TEXT TO READ:
Consider pdf of a bivariate normal distribution as follow:
$f(x,y)=\phi(x-z)\,\beta\, \phi(\beta(x+y))$,
where $\phi$ is PDF of standard normal distribution.
How can we show the truncated variance $Var(X| X<v, Y>2v)$ is increasing in $v$.
Numerically, I can show the variance is increasing in $v$.
Define \begin{align*} F=\int_0^{\infty}\int_{0}^\infty \beta \phi(\beta(x+y+v))\,\phi(x-v+z)\, dy d x \end{align*} where $\beta>0$ and $z$ are some parameters.
Define random variables $(X,Y)$ defined for positive values with the probability distribution function $f(x,y)=\frac{1}{F}\beta \phi(\beta(x+y+v))\,\phi(x-v+z)$. Throughout this proof, we use the symbol $E$ as the expected value operator with respect to distribution of $(X,Y)$.
It is easy to verify that
\begin{align*} &\partial_z \log(F)=v-z-\mu_x\\ &\partial_{z,z}\log(F)=-1+\sigma_x^2 \end{align*} where, $\mu_x$ and $\sigma^2_x$ are mean and variance of random variable $X$ and depend on parameters $v$ and $z$. Specifically, $\mu_x=\frac{1}{F}\int_0^{\infty}\int_{0}^\infty x \beta \phi(\beta(x+y+v))\,\phi(x-v+z)\, d y d x $ and $\sigma^2_x=\frac{1}{F}\int_0^{\infty}\int_{0}^\infty (x-\mu_x)^2 \beta \phi(\beta(x+y+v))\,\phi(x-v+z)\, d y d x $.
We can verify that the main problem is reduced to showing $\partial_{z,z,v} F>0$.
Define $\mu_t$ as expected value of the $X+Y$. We can evaluate $\mu_t$ as follow: \begin{align*} \mu_t&=\frac{1}{F}\int_0^{\infty}\int_{0}^\infty (x+y) \beta \phi(\beta(x+y+v))\,\phi(x-v+z)\, d y d x \\ &=-v-\frac{1}{\beta^2 F}\int_0^{\infty}\int_{0}^\infty \beta \phi'(\beta(x+y+v))\,\phi(x-v+z)\, d y d x\\ &=-v+\frac{1}{\beta^2 F} \int_{0}^\infty \beta \phi(\beta(x+v))\,\phi(x-v+z)\, d x \end{align*} Hence, $\beta^2(v+\mu_t)=\frac{1}{ F} \int_{0}^\infty \beta \phi(\beta(x+v))\,\phi(x-v+z)\, d x$, that we use below.

DATA LISTING:
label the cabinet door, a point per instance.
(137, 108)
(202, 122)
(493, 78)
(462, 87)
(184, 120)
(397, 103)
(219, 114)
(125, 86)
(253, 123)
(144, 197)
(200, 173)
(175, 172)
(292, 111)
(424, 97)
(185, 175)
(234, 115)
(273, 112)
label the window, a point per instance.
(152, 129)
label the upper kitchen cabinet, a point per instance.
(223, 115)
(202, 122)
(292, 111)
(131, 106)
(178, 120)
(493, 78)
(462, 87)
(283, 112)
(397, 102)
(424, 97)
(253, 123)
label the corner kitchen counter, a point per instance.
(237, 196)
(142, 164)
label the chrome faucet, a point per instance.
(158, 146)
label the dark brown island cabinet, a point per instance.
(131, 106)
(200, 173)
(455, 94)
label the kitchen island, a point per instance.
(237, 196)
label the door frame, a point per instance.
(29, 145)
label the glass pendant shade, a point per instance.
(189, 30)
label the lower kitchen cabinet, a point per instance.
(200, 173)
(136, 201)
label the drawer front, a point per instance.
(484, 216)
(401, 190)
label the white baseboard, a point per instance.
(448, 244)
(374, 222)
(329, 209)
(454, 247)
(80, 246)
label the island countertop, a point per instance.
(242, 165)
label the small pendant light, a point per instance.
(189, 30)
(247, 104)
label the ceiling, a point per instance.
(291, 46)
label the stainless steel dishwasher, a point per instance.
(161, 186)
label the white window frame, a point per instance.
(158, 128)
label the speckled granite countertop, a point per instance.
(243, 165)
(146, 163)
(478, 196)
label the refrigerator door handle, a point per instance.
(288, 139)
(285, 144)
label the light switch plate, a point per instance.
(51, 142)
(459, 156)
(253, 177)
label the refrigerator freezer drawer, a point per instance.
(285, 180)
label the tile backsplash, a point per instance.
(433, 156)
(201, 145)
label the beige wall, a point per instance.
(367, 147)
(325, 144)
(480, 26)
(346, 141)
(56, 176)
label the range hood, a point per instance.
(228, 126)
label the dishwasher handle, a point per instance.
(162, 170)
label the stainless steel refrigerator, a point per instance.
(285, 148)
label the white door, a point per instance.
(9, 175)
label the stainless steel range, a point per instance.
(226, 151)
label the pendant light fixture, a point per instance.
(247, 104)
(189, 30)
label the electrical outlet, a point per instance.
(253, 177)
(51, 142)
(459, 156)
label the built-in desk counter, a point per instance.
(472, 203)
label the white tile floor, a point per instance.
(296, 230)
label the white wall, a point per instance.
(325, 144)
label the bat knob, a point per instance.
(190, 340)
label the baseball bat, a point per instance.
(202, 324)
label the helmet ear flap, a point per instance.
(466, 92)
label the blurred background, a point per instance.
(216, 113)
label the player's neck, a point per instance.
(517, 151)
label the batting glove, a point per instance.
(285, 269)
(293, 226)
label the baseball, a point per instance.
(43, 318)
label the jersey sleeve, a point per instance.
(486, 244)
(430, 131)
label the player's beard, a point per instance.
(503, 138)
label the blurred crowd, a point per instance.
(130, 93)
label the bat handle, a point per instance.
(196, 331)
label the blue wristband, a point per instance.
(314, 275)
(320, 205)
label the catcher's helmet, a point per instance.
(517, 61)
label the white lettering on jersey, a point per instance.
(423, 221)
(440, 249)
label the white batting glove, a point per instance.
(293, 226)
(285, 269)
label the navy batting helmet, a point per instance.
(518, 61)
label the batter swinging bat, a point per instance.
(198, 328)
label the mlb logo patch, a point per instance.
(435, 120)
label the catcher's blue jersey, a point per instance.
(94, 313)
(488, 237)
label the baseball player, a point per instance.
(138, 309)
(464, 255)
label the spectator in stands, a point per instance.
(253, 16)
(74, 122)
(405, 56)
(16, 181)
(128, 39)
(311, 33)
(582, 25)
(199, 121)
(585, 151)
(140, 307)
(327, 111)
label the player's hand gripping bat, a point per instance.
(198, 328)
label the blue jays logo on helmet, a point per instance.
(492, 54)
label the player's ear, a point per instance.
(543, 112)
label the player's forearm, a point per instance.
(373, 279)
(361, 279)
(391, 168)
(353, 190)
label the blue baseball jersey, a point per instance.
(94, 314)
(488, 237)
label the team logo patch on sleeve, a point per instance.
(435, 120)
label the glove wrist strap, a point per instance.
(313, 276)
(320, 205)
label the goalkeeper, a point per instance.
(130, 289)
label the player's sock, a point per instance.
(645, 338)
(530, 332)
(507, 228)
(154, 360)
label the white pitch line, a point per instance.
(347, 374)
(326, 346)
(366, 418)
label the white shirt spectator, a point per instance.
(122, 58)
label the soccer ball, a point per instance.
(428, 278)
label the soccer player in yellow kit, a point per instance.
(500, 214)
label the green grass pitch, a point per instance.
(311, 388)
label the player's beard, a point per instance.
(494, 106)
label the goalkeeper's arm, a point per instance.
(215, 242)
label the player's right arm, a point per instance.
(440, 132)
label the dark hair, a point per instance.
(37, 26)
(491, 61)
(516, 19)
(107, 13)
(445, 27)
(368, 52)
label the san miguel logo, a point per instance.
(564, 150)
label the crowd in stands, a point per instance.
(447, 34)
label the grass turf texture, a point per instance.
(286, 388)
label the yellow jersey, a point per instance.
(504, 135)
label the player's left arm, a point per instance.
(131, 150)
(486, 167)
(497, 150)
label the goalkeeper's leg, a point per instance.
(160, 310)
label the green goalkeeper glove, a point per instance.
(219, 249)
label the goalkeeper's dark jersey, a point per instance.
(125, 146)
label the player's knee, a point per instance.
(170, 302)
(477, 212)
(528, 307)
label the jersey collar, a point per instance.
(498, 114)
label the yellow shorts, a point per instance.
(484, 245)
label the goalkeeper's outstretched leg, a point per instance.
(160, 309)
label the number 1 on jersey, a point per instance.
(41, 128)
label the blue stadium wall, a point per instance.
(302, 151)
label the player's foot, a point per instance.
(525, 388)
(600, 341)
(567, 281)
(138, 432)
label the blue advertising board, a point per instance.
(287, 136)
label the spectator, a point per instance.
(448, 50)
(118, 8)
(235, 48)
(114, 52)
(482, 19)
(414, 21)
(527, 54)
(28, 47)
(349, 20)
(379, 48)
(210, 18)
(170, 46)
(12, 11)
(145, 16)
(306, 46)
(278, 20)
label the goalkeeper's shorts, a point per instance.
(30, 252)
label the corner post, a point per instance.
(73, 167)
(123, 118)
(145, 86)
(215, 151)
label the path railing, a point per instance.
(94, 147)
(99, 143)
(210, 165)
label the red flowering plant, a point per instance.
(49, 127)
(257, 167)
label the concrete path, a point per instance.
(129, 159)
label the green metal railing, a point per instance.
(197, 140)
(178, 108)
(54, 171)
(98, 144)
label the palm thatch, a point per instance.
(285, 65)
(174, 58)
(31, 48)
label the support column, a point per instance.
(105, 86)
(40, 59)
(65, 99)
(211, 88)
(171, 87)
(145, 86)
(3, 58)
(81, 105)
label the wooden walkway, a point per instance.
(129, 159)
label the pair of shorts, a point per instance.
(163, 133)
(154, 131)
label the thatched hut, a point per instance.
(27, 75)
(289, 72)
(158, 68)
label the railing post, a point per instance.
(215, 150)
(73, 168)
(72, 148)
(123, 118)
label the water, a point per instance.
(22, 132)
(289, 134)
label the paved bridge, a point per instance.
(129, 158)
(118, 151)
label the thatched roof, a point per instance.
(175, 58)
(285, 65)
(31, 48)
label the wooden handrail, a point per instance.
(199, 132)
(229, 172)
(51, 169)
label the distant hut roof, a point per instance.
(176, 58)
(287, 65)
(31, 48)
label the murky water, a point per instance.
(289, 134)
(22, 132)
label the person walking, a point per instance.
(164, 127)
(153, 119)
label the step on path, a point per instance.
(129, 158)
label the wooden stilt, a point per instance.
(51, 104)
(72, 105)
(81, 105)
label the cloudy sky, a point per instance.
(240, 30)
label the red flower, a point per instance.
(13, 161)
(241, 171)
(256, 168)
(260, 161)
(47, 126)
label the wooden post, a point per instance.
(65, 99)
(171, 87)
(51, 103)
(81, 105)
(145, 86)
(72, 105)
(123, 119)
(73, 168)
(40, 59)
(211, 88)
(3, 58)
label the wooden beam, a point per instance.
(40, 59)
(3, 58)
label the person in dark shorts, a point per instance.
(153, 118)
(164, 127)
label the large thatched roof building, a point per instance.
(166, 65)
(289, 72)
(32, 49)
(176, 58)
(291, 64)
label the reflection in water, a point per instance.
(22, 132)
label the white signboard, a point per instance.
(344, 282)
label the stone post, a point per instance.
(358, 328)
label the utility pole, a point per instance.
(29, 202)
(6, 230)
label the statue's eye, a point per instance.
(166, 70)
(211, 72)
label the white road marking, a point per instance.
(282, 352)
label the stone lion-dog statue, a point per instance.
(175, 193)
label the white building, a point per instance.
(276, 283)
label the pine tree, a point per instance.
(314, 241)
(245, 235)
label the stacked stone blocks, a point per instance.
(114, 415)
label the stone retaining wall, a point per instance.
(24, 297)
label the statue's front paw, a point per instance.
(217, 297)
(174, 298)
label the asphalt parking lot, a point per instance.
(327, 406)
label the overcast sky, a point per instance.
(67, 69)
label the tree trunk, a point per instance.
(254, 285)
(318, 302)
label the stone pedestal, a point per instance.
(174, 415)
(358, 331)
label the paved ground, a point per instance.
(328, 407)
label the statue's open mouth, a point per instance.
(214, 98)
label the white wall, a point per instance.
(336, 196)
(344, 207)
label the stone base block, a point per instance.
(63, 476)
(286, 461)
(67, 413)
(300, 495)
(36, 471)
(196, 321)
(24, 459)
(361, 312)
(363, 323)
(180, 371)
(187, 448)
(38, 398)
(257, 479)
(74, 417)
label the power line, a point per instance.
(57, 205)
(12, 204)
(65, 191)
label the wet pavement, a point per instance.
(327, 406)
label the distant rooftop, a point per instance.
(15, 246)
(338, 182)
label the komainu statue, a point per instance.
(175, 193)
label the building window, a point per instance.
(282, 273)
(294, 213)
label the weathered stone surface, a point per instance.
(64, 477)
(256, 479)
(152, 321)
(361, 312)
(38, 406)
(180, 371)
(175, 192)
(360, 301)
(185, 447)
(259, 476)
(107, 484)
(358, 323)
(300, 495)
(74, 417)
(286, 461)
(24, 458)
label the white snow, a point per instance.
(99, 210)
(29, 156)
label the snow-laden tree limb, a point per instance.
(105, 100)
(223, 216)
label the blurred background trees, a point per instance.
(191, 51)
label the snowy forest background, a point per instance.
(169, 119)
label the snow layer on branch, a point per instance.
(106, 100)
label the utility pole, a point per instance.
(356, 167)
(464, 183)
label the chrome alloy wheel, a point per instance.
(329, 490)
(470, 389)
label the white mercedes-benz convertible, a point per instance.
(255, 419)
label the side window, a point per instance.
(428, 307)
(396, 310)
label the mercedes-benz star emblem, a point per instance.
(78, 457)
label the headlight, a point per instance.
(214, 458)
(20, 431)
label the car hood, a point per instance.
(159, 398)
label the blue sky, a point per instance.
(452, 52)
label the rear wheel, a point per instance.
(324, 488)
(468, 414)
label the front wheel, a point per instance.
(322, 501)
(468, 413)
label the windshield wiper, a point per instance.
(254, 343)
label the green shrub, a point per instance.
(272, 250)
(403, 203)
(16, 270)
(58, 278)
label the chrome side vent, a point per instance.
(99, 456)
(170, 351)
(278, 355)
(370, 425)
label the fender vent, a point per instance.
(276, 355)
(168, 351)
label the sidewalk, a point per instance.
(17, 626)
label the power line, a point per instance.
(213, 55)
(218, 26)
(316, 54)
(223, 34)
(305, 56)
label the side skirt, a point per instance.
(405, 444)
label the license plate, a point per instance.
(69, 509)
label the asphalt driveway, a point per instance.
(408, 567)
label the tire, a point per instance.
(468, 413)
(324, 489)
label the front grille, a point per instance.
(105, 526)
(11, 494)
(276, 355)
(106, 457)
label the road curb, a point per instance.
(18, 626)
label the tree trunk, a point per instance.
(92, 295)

REQUESTS:
• a. Translate this sentence from the truncated-variance post into Spanish: "Numerically, I can show the variance is increasing in $v$."
• b. Reproduce the passage of the truncated-variance post between "We can verify" and "we use below.", inclusive.

WRITTEN RESPONSES:
• a. Numéricamente, puedo mostrar que la varianza es creciente en $v$.

• b.
We can verify that the main problem is reduced to showing $\partial_{z,z,v} F>0$.
Define $\mu_t$ as expected value of the $X+Y$. We can evaluate $\mu_t$ as follow: \begin{align*} \mu_t&=\frac{1}{F}\int_0^{\infty}\int_{0}^\infty (x+y) \beta \phi(\beta(x+y+v))\,\phi(x-v+z)\, d y d x \\ &=-v-\frac{1}{\beta^2 F}\int_0^{\infty}\int_{0}^\infty \beta \phi'(\beta(x+y+v))\,\phi(x-v+z)\, d y d x\\ &=-v+\frac{1}{\beta^2 F} \int_{0}^\infty \beta \phi(\beta(x+v))\,\phi(x-v+z)\, d x \end{align*} Hence, $\beta^2(v+\mu_t)=\frac{1}{ F} \int_{0}^\infty \beta \phi(\beta(x+v))\,\phi(x-v+z)\, d x$, that we use below.